(Pointing and labeling entries)
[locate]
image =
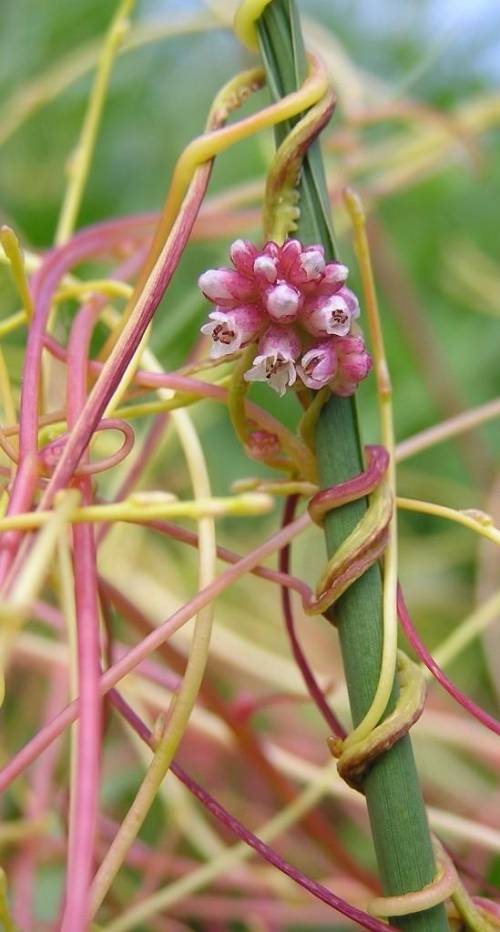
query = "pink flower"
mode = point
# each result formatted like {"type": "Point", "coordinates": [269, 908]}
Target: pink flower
{"type": "Point", "coordinates": [232, 329]}
{"type": "Point", "coordinates": [226, 288]}
{"type": "Point", "coordinates": [278, 278]}
{"type": "Point", "coordinates": [282, 303]}
{"type": "Point", "coordinates": [319, 365]}
{"type": "Point", "coordinates": [275, 361]}
{"type": "Point", "coordinates": [354, 364]}
{"type": "Point", "coordinates": [328, 316]}
{"type": "Point", "coordinates": [275, 287]}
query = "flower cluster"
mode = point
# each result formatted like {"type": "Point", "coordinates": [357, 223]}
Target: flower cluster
{"type": "Point", "coordinates": [296, 307]}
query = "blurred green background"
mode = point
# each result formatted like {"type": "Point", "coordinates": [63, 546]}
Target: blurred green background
{"type": "Point", "coordinates": [434, 226]}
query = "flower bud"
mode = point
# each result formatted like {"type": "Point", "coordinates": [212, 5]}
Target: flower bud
{"type": "Point", "coordinates": [232, 329]}
{"type": "Point", "coordinates": [319, 365]}
{"type": "Point", "coordinates": [275, 362]}
{"type": "Point", "coordinates": [327, 316]}
{"type": "Point", "coordinates": [282, 303]}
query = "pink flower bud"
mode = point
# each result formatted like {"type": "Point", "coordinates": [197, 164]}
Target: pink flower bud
{"type": "Point", "coordinates": [226, 288]}
{"type": "Point", "coordinates": [288, 255]}
{"type": "Point", "coordinates": [275, 362]}
{"type": "Point", "coordinates": [319, 365]}
{"type": "Point", "coordinates": [354, 364]}
{"type": "Point", "coordinates": [351, 301]}
{"type": "Point", "coordinates": [232, 329]}
{"type": "Point", "coordinates": [282, 303]}
{"type": "Point", "coordinates": [264, 268]}
{"type": "Point", "coordinates": [327, 316]}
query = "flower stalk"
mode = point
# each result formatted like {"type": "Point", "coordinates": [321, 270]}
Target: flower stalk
{"type": "Point", "coordinates": [397, 814]}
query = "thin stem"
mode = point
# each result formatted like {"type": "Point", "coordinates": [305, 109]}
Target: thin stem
{"type": "Point", "coordinates": [394, 800]}
{"type": "Point", "coordinates": [79, 164]}
{"type": "Point", "coordinates": [185, 698]}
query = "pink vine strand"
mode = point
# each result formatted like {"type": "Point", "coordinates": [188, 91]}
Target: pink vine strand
{"type": "Point", "coordinates": [128, 662]}
{"type": "Point", "coordinates": [308, 676]}
{"type": "Point", "coordinates": [419, 647]}
{"type": "Point", "coordinates": [234, 825]}
{"type": "Point", "coordinates": [85, 788]}
{"type": "Point", "coordinates": [107, 236]}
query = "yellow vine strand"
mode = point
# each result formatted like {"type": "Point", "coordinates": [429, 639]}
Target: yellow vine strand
{"type": "Point", "coordinates": [15, 608]}
{"type": "Point", "coordinates": [245, 20]}
{"type": "Point", "coordinates": [384, 395]}
{"type": "Point", "coordinates": [79, 163]}
{"type": "Point", "coordinates": [183, 701]}
{"type": "Point", "coordinates": [215, 141]}
{"type": "Point", "coordinates": [45, 87]}
{"type": "Point", "coordinates": [317, 787]}
{"type": "Point", "coordinates": [146, 506]}
{"type": "Point", "coordinates": [15, 256]}
{"type": "Point", "coordinates": [473, 519]}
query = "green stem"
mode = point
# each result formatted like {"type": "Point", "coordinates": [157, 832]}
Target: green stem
{"type": "Point", "coordinates": [397, 814]}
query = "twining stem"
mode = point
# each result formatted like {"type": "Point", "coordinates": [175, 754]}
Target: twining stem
{"type": "Point", "coordinates": [395, 806]}
{"type": "Point", "coordinates": [185, 697]}
{"type": "Point", "coordinates": [79, 164]}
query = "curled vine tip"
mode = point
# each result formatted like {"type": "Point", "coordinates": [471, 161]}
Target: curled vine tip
{"type": "Point", "coordinates": [296, 307]}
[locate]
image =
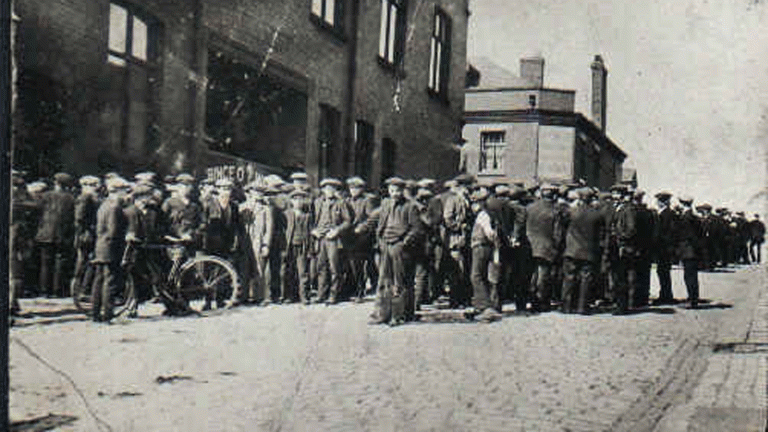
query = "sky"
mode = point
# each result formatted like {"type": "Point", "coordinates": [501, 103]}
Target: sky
{"type": "Point", "coordinates": [687, 82]}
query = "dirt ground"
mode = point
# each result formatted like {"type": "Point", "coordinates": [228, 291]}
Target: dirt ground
{"type": "Point", "coordinates": [311, 368]}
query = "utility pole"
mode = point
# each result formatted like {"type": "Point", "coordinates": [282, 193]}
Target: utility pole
{"type": "Point", "coordinates": [6, 58]}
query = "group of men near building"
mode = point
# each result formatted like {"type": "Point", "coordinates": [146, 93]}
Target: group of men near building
{"type": "Point", "coordinates": [473, 245]}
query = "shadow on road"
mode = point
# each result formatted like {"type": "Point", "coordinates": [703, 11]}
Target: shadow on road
{"type": "Point", "coordinates": [44, 423]}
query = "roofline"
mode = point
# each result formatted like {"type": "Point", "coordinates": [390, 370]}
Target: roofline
{"type": "Point", "coordinates": [501, 89]}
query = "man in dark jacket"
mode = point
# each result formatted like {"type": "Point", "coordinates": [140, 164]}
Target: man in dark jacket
{"type": "Point", "coordinates": [55, 236]}
{"type": "Point", "coordinates": [582, 252]}
{"type": "Point", "coordinates": [625, 250]}
{"type": "Point", "coordinates": [540, 229]}
{"type": "Point", "coordinates": [86, 206]}
{"type": "Point", "coordinates": [333, 219]}
{"type": "Point", "coordinates": [360, 244]}
{"type": "Point", "coordinates": [665, 246]}
{"type": "Point", "coordinates": [688, 249]}
{"type": "Point", "coordinates": [399, 233]}
{"type": "Point", "coordinates": [111, 227]}
{"type": "Point", "coordinates": [756, 238]}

▶ _To do_
Pick out every line of the items above that contains the word "yellow", treating uppercase and lowercase as different, and copy each of those lines.

▶ _Complete output_
query = "yellow vine strand"
Target: yellow vine strand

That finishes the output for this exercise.